本文 -

皆さんは「引き抜き」という言葉をご存じでしょうか?
それは、働くあなたを気に入って他の会社が「うちで働かないか?」と提案してくるイメージです。
あなたの働きぶりを見て、ぜひ自分の会社で働いて欲しいという背景にあります。
自分を必要としてくれているという良い印象を受けると思いますが、
それが自分にとって本当にいい話なのかどうかをしっかり確認する必要があるのです。
この記事では、派遣社員として働く方が派遣先の会社から引き抜きの話があった場合に気を付けたいことや、それで起こる会社間のお金の動きについて触れていきましょう。
派遣社員から直接雇用として切り替わる時には気をつけよう!
派遣社員としてさまざまな派遣先で働いていると、「うちで働かないか?」という話が持ちかけられる可能性があります。
これは派遣先の会社にとって利益のある提案になります。
社員を雇うには求人募集をかけて、面接をして、どの人が頑張ってくれそうかなあ...と選考に頭を悩ませるのです。
これにはコストが掛かってしまいます。
ですが、優秀な派遣社員が自社で働いていたのならば、「そのままうちの社員として働かないか?」と提案するだけでその一連の流れを省くことができるのです。
スカウトされた派遣社員としては、喜ばしい話に聞こえるかもしれません。
ですが、一歩間違えると自分が不利になってしまう場合もあります。
それを避ける為に直接雇用について少し知識を蓄えていきましょう。

物体の出現位置に関するデータセットの行 -
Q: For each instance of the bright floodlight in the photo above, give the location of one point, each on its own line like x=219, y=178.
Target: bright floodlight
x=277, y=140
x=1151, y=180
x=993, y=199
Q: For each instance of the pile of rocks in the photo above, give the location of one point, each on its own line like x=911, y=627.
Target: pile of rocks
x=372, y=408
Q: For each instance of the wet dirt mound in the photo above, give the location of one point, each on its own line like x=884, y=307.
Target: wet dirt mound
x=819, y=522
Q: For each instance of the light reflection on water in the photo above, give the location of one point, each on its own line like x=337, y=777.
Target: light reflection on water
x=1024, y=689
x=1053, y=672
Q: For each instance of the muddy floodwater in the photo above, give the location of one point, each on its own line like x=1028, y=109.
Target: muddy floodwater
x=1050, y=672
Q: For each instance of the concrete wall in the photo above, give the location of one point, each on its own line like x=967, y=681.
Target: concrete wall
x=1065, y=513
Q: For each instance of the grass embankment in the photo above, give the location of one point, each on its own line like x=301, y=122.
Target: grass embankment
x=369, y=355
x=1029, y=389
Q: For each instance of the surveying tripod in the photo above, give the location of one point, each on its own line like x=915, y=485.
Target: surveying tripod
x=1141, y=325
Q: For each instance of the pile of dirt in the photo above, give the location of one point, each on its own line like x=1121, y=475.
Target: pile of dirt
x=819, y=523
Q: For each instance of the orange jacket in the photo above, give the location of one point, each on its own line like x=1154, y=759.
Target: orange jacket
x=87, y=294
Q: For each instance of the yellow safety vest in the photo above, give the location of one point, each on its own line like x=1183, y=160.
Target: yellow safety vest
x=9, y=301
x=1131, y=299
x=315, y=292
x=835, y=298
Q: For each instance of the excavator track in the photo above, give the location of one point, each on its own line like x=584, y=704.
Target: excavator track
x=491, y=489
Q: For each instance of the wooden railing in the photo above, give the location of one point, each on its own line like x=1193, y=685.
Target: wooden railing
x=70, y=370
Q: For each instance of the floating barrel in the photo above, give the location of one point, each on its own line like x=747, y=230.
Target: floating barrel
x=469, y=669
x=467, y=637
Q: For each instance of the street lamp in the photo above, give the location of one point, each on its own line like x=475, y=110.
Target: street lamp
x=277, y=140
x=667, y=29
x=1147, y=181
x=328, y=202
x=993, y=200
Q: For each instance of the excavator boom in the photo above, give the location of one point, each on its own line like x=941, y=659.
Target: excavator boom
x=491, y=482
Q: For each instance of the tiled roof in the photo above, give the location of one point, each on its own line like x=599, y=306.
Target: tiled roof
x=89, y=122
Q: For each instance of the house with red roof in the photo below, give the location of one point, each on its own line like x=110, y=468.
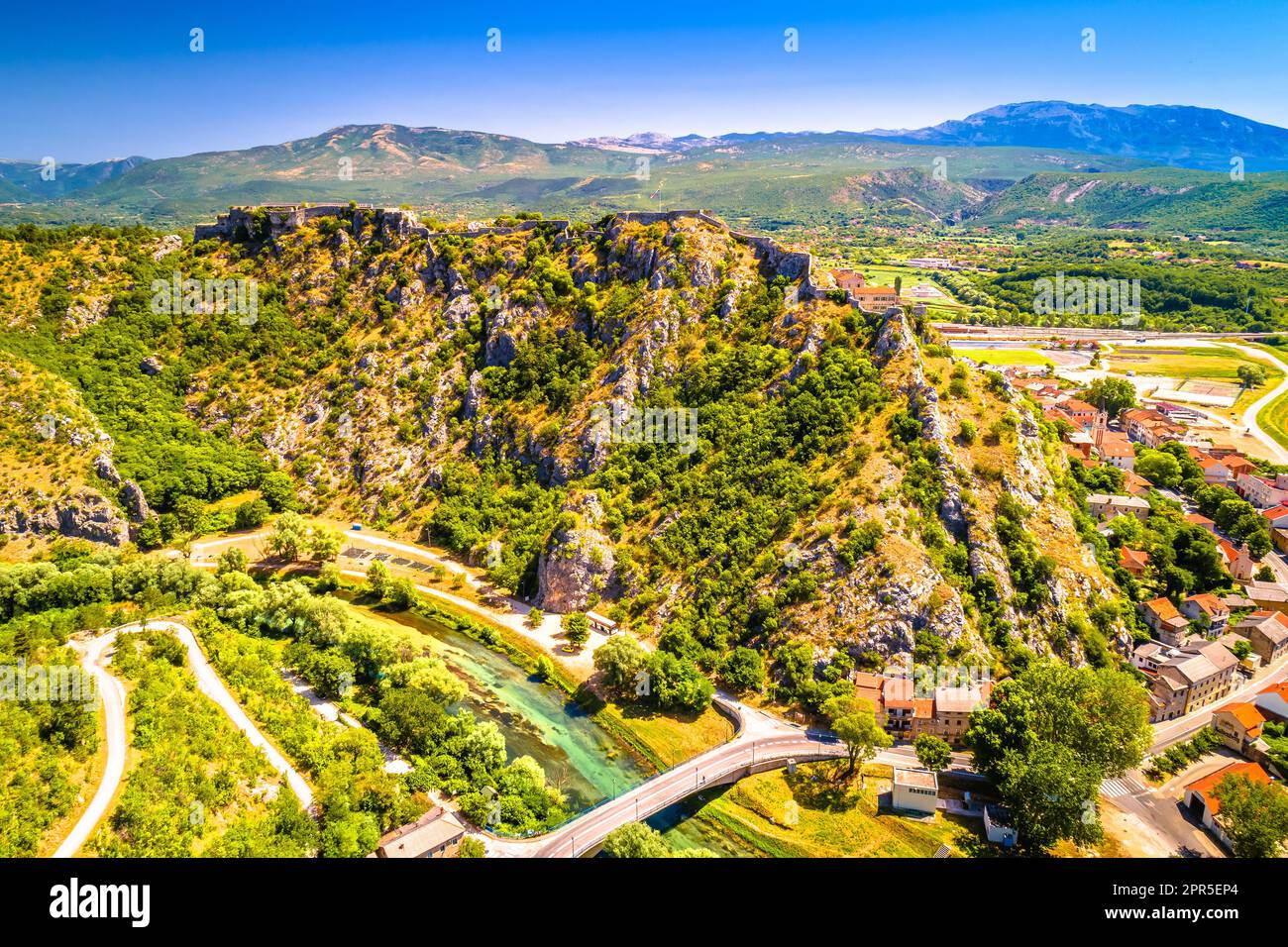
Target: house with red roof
x=1209, y=605
x=1164, y=620
x=1267, y=634
x=1201, y=795
x=1199, y=519
x=1133, y=561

練習問題 -
(A) 引き抜きについての本文によると、派遣先の会社は優秀な派遣社員に「そのままうちの社員として働かないか?」と提案することで、どのような流れを省くことができるのか答えなさい。
(B) 引き抜きについての本文を、最後の文の後から再開して書き進めなさい。

解答例 -
(A) 求人募集をかけ、面接をし、選考に頭を悩ませるという一連の流れです。

(B)
直接雇用にはどのような雇用形態があるの?
直接雇用があれば間接雇用はないの?と思う方がいると思います。
間接雇用とは、単純に派遣社員のことだと思ってください。
会社と従業員の間に派遣会社が仲介している雇用形態のことをいいます。
直接雇用はその逆ですので、会社と従業員が直接契約を交わす雇用形態となります。
では、その直接雇用にはどのような働き方があるのでしょうか?
- 正社員
- 契約社員
この2つが挙げられます。
直接雇用とは言っても正社員と契約社員とでは契約内容が異なる点があるのです。
それぞれの雇用期間や業務時間などについて比較していきましょう。
正社員 | 契約社員 | |
---|---|---|
雇用期間 | 長期契約 | 有期契約 |
業務時間 | 全員一律 | 契約ごとに設定 |
二重契約 | 不可能 | 可能 |
転勤 | 場合によってはある | 契約に明記されていればなし |
4つの項目について表にまとめてみました。
大きな違いとしては、定められる雇用期間の長さと業務時間についてです。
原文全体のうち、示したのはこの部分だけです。